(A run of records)
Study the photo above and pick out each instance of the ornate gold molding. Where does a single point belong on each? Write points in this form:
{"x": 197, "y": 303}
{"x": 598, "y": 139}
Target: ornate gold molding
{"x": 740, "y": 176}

• [Description of the task]: Copy out the full material exactly as it appears.

• [Reply]:
Study the photo above and pick out each instance of the ornate gold molding. Where does a single point belong on each? Write points in this form:
{"x": 197, "y": 303}
{"x": 598, "y": 139}
Target: ornate gold molding
{"x": 740, "y": 176}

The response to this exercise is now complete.